**Exercise instructions:** Repeat the material below. Keep every line exactly as written.
##### Input records
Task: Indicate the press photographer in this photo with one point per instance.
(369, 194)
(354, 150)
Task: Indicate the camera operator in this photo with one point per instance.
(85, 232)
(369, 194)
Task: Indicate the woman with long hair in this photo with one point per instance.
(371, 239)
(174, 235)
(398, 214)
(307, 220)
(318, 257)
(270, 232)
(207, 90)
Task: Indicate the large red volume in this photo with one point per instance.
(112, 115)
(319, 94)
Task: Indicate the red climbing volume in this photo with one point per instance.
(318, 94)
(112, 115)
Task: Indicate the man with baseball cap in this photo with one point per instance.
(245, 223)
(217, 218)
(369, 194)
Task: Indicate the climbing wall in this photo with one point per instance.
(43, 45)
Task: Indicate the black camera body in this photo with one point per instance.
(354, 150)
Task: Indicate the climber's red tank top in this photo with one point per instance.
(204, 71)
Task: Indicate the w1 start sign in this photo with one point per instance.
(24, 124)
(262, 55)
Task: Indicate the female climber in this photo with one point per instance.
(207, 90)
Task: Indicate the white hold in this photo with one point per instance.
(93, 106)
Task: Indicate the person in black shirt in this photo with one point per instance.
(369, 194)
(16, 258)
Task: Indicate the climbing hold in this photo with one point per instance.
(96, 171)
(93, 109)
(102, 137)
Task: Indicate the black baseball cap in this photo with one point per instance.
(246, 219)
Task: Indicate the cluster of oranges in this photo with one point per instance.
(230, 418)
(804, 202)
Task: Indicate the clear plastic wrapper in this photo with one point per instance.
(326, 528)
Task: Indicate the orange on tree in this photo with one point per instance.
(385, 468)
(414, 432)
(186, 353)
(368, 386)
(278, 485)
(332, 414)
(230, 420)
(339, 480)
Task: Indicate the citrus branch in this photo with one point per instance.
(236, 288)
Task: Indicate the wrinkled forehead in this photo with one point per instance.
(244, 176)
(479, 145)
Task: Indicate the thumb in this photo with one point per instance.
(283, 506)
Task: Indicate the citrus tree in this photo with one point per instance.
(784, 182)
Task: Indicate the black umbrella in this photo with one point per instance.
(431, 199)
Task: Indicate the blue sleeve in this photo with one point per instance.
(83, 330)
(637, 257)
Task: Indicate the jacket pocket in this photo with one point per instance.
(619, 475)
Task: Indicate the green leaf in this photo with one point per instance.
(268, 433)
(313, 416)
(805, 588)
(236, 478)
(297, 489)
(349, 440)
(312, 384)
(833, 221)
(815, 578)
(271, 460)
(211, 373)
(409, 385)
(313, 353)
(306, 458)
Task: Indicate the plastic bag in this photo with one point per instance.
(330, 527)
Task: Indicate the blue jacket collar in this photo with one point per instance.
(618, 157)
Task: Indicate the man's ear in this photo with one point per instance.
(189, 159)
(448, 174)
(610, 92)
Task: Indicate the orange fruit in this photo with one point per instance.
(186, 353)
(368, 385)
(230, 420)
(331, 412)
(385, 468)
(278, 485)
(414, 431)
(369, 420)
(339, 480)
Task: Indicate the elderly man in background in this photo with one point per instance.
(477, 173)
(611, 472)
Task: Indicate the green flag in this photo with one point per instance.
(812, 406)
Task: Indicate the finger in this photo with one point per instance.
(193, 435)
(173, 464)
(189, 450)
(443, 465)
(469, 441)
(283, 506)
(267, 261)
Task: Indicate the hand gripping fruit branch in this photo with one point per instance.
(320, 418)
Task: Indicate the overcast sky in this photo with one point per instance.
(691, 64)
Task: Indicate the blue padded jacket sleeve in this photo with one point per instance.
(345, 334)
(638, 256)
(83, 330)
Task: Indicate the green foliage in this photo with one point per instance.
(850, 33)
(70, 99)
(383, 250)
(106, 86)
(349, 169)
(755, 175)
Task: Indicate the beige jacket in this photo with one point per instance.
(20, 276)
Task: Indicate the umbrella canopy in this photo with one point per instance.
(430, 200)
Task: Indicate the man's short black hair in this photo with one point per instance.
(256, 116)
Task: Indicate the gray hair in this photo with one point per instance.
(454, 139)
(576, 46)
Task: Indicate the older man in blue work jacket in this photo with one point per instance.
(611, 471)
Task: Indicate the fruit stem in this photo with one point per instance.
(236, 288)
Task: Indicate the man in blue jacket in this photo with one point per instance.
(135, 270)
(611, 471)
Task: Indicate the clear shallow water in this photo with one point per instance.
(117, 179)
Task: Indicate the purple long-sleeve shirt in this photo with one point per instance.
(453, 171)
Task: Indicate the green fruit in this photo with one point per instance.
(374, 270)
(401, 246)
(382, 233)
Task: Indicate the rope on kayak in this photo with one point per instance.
##########
**Your response:**
Task: Indicate the press photographer in this photo with one point per instance.
(369, 194)
(354, 150)
Task: Indicate the camera operator in this photo with one point per instance.
(85, 232)
(369, 194)
Task: Indicate the woman with long hair in this photo with one point per instance.
(371, 239)
(174, 235)
(398, 214)
(307, 220)
(318, 257)
(270, 232)
(207, 90)
Task: Indicate the large red volume in this photo with one point per instance.
(112, 115)
(319, 94)
Task: Indicate the red climbing volume in this photo with one point per instance.
(318, 94)
(112, 115)
Task: Indicate the man with baseball cap in this photo with one point per instance.
(245, 223)
(217, 218)
(369, 194)
Task: Indicate the climbing wall in this photo with one point per instance.
(43, 45)
Task: Indicate the black camera body in this photo with one point per instance.
(354, 150)
Task: Indicate the climber's red tank top in this photo with one point per instance.
(204, 71)
Task: Indicate the w1 start sign in this photo with one point per instance.
(24, 124)
(262, 55)
Task: Indicate the female climber in this photo with one point per instance.
(207, 90)
Task: Indicate the white hold in this photo with one point per instance.
(93, 106)
Task: Indicate the person in black shirt in this photo with one point per instance.
(369, 194)
(16, 258)
Task: Indicate the climbing hold in this photo with one point per instance.
(96, 171)
(93, 109)
(102, 137)
Task: Indicate the black baseball cap in this photo with one point per instance.
(246, 219)
Task: Indicate the cluster of oranges in this photo with one point per instance.
(230, 418)
(804, 202)
Task: Indicate the clear plastic wrapper in this photo with one point per instance.
(326, 528)
Task: Indicate the orange on tree in this photo with one point per instance.
(385, 468)
(414, 432)
(186, 353)
(368, 386)
(278, 485)
(332, 414)
(230, 420)
(339, 480)
Task: Indicate the citrus branch in this photo with one point per instance.
(236, 288)
Task: Indicate the wrinkled forehead in this photo with one point per instance.
(244, 176)
(479, 145)
Task: Indicate the thumb in this photo with one point per instance.
(283, 506)
Task: Indicate the citrus tree in this photo with one point per instance.
(784, 182)
Task: Indicate the black umbrella in this photo with one point per instance.
(431, 199)
Task: Indicate the blue sleeve in this photo with one point per instance.
(83, 330)
(637, 257)
Task: Indicate the jacket pocket in this photo with one point per instance.
(619, 475)
Task: Indicate the green leaf in this photo with one point per instance.
(268, 433)
(313, 416)
(805, 588)
(236, 478)
(297, 489)
(349, 440)
(312, 384)
(833, 221)
(815, 578)
(271, 460)
(211, 373)
(409, 385)
(313, 353)
(306, 458)
Task: Indicate the plastic bag in this photo with one point per instance.
(330, 527)
Task: Indicate the blue jacket collar in this photo with one point per instance.
(618, 157)
Task: Indicate the man's ear in this photo with one point per instance.
(189, 159)
(448, 174)
(610, 92)
Task: Indicate the orange fruit in this photo with one point per instance.
(186, 353)
(368, 385)
(230, 420)
(331, 412)
(385, 468)
(278, 485)
(414, 431)
(369, 420)
(339, 480)
Task: Indicate the elderly man in background in this photo with one point per instance.
(477, 173)
(611, 472)
Task: Indicate the green flag in this photo with one point per instance.
(812, 406)
Task: Indicate the finger in this photo with one point per instance.
(193, 435)
(173, 464)
(189, 450)
(443, 465)
(469, 441)
(283, 506)
(267, 261)
Task: Indicate the hand gripping fruit branch in this photo with one point per instance.
(320, 418)
Task: Indicate the overcast sky in this photo with one point per instance.
(691, 64)
Task: Indicate the blue padded jacket sleeve in this photo with one point per instance.
(345, 334)
(638, 256)
(83, 330)
Task: Indicate the green foliage in this photo with one point per instance.
(850, 33)
(70, 99)
(383, 250)
(106, 86)
(349, 169)
(755, 175)
Task: Indicate the beige jacket in this photo with one point per instance.
(20, 276)
Task: Indicate the umbrella canopy in this photo with one point per instance.
(430, 200)
Task: Indicate the man's short black hair in this photo with one point per instance.
(256, 116)
Task: Indicate the gray hair in this photo with one point per instance.
(454, 139)
(576, 46)
Task: Indicate the older man in blue work jacket in this photo with one point per instance.
(611, 471)
Task: Indicate the fruit stem in this photo with one point per instance.
(236, 288)
Task: Indicate the man in blue jacket in this photo with one point per instance.
(135, 270)
(611, 471)
Task: Indicate the clear shallow water in this photo with one point per instance.
(117, 179)
Task: Indicate the purple long-sleeve shirt in this photo with one point per instance.
(453, 171)
Task: Indicate the green fruit in this photo with one point per instance.
(374, 270)
(401, 246)
(382, 233)
Task: Indicate the rope on kayak in this photo with one point per instance.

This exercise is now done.